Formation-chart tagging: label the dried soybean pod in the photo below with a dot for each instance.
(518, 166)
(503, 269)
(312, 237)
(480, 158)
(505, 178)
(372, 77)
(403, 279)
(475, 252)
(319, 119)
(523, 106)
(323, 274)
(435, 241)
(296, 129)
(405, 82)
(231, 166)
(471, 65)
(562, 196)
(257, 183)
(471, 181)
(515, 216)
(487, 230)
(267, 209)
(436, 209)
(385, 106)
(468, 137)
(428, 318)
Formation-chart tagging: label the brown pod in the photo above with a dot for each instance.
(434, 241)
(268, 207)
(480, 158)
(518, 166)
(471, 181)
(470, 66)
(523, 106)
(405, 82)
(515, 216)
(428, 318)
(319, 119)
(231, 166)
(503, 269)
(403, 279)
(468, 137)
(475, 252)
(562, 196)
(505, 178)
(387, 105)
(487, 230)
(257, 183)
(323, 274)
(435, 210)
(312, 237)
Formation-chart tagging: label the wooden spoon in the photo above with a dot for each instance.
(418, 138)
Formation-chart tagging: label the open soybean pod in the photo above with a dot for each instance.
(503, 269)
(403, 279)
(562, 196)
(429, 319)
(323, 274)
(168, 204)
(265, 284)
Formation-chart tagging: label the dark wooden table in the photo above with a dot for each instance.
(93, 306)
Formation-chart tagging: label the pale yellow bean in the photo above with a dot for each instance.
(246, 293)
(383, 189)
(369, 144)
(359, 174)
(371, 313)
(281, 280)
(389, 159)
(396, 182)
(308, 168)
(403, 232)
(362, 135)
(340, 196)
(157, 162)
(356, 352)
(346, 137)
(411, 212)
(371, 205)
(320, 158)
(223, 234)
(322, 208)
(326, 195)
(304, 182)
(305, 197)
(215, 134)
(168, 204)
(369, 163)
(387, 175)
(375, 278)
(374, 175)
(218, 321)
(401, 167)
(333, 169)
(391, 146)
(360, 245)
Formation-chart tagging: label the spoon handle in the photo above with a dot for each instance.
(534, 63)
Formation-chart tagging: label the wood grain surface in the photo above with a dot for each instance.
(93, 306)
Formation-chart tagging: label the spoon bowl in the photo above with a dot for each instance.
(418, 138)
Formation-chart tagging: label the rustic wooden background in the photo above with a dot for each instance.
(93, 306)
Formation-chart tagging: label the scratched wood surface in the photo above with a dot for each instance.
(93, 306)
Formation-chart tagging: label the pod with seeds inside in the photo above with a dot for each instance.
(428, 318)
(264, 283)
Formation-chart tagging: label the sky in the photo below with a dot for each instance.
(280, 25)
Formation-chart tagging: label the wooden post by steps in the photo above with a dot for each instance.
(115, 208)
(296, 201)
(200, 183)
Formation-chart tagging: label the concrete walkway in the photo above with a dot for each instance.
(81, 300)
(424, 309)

-*-*-

- WORK INSTRUCTION
Copy down the material above exactly as it is.

- RESULT OF THIS TASK
Formation-chart tagging: label the dried soybean pod in the photo below with a dot for each instance.
(518, 166)
(503, 269)
(312, 237)
(480, 158)
(505, 178)
(372, 77)
(403, 279)
(475, 252)
(319, 119)
(523, 106)
(323, 274)
(435, 241)
(296, 129)
(405, 82)
(231, 166)
(471, 65)
(562, 196)
(257, 183)
(471, 181)
(515, 216)
(487, 230)
(267, 209)
(436, 209)
(385, 106)
(468, 137)
(428, 318)
Formation-chart tagging: label the brown pod in the photo above with a dot for each instance.
(434, 241)
(268, 207)
(480, 158)
(518, 166)
(471, 181)
(470, 66)
(523, 106)
(405, 82)
(515, 216)
(428, 318)
(319, 119)
(231, 166)
(503, 269)
(403, 279)
(468, 137)
(475, 252)
(562, 196)
(505, 178)
(387, 105)
(487, 230)
(257, 183)
(323, 274)
(435, 210)
(312, 237)
Formation-chart tagging: label the wooden spoon in the photo above with a dot for each instance.
(418, 138)
Formation-chart tagging: label the open soybean pod in the photo above with a dot for each instance.
(503, 269)
(403, 279)
(562, 196)
(429, 319)
(323, 274)
(168, 204)
(265, 284)
Formation-chart tagging: label the dark wooden table in the photo above with a dot for each instance.
(93, 306)
Formation-chart tagging: label the pale yellow bean in the photo above with a dot for each instance.
(246, 293)
(383, 189)
(369, 144)
(359, 174)
(371, 313)
(281, 280)
(389, 159)
(396, 182)
(308, 168)
(403, 232)
(362, 135)
(340, 196)
(157, 162)
(356, 352)
(346, 137)
(411, 212)
(371, 205)
(320, 158)
(223, 234)
(322, 208)
(326, 195)
(304, 182)
(305, 197)
(215, 134)
(168, 204)
(369, 163)
(387, 175)
(375, 278)
(374, 175)
(218, 321)
(401, 167)
(333, 169)
(391, 146)
(360, 245)
Formation-chart tagging: label the spoon handle in the photo above with a dot for each instance.
(534, 63)
Formation-chart tagging: label the wood grain surface in the photo above with a dot for each instance.
(93, 306)
Formation-chart tagging: label the spoon bowl in the photo above with a dot for each instance.
(418, 138)
Formation-chart tagging: label the rustic wooden background in the photo above with a dot for each instance.
(93, 306)
Formation-chart tagging: label the scratched wood surface in the photo above with a dot for each instance.
(93, 306)
Formation-chart tagging: label the pod with seeds inside in the photo above with a dot for each instance.
(428, 318)
(264, 283)
Formation-chart tagging: label the sky in the photo below with a dot for each instance.
(280, 25)
Formation-chart tagging: label the wooden post by steps in the photo above with a dot for each instance.
(115, 208)
(296, 201)
(200, 183)
Formation-chart tagging: label the concrete walkway in the photo above with a dot for each instance.
(81, 300)
(424, 309)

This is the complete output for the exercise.